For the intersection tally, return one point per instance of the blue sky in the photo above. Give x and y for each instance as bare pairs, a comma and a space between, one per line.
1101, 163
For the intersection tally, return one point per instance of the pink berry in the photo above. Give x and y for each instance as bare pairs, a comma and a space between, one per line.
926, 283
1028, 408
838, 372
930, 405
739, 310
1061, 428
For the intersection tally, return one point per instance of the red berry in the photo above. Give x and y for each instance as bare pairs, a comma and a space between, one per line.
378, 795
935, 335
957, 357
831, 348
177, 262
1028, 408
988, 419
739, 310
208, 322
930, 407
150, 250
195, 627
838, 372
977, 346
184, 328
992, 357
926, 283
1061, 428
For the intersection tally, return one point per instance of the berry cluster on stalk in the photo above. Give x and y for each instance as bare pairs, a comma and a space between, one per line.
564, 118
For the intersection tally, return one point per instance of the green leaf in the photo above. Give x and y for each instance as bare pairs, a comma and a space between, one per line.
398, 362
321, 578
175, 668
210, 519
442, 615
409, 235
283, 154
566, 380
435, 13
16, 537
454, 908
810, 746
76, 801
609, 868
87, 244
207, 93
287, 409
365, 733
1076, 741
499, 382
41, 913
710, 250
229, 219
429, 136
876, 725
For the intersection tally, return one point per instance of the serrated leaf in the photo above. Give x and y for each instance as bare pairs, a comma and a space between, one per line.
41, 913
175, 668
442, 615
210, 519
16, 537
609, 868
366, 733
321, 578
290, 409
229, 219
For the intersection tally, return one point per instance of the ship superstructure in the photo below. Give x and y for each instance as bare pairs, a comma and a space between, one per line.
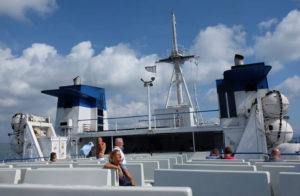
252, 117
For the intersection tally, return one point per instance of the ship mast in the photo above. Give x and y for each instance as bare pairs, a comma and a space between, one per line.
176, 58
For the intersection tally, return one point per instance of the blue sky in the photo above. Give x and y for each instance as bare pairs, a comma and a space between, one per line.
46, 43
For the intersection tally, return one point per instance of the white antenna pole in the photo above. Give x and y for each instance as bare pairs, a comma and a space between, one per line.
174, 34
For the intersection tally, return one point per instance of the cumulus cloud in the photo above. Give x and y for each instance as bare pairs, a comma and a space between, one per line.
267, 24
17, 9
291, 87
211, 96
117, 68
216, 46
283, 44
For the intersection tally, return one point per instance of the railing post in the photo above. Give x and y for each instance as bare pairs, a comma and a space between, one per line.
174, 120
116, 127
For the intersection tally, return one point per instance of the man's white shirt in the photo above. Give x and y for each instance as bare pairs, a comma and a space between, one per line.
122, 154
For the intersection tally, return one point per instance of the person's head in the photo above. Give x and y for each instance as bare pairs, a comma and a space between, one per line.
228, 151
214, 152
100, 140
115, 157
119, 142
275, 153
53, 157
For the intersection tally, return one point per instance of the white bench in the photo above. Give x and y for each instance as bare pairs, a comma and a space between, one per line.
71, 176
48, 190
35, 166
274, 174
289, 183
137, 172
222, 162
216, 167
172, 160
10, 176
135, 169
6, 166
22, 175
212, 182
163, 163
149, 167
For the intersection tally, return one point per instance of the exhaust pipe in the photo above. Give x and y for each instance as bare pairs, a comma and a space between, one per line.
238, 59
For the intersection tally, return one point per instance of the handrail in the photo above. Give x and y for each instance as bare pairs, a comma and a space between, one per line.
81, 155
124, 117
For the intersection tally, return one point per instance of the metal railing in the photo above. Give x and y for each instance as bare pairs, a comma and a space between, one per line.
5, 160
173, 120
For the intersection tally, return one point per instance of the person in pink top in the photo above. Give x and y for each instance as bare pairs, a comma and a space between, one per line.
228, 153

...

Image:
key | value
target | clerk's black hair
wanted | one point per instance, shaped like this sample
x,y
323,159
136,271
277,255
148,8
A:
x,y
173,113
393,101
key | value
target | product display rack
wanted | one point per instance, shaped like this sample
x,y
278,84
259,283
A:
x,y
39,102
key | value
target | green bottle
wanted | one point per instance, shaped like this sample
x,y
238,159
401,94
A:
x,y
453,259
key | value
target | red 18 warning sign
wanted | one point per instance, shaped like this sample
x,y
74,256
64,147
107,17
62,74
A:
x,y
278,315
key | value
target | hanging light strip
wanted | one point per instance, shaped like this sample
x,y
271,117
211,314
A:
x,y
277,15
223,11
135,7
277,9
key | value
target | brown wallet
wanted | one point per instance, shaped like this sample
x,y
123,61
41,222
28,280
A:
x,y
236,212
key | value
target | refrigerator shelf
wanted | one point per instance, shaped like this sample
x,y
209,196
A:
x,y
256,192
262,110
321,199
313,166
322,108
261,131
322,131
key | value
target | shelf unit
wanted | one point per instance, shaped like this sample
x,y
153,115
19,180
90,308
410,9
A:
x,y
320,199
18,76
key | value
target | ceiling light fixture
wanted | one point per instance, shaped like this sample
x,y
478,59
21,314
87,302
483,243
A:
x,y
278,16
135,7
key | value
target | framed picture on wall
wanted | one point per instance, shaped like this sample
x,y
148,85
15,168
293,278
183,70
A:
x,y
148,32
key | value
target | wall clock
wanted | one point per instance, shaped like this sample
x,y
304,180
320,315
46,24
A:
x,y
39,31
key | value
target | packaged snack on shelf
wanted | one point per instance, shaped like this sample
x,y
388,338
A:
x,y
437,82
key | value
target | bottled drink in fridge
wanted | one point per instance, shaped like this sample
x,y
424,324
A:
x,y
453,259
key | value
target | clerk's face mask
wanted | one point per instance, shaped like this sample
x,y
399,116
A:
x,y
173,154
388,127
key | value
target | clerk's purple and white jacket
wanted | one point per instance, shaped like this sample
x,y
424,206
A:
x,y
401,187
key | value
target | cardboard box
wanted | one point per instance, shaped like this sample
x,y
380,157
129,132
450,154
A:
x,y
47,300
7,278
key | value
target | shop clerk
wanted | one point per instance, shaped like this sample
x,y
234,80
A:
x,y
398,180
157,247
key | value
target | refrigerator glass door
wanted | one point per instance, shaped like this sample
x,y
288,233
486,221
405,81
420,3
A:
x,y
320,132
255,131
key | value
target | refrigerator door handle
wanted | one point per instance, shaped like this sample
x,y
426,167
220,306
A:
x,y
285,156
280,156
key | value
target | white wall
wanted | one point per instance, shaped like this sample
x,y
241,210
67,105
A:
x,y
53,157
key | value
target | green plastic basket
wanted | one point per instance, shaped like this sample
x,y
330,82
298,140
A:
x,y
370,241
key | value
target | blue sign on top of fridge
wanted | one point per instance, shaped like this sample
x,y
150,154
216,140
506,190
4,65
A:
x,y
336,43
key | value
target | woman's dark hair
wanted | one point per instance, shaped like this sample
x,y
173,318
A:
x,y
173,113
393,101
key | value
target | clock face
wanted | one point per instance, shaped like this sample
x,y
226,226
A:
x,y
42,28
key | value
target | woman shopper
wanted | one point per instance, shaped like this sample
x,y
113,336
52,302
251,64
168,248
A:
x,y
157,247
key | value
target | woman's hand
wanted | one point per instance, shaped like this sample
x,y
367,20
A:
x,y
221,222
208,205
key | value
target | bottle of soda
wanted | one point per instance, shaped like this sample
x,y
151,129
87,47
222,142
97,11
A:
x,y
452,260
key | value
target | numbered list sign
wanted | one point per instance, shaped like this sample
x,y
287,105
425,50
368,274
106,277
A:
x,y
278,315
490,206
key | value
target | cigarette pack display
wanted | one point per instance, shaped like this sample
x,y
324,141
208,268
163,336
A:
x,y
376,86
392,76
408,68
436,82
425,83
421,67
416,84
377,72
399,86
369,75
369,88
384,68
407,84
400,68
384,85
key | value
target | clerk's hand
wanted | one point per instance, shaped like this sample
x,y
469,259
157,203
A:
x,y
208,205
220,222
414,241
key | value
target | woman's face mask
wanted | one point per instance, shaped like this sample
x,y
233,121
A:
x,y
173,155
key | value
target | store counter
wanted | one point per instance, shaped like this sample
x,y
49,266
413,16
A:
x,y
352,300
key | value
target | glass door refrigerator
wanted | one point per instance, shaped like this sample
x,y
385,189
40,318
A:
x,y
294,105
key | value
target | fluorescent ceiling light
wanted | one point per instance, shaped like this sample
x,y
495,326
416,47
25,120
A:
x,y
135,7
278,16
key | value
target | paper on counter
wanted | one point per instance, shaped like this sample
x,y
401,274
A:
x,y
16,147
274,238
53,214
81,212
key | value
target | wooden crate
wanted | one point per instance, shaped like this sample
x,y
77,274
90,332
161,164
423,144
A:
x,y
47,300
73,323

• **GOAL OF THE EXERCISE**: Copy each line of the preceding data that contains the string "display".

• **PROBLEM SOLUTION**:
target | product display rack
target | cigarette pack display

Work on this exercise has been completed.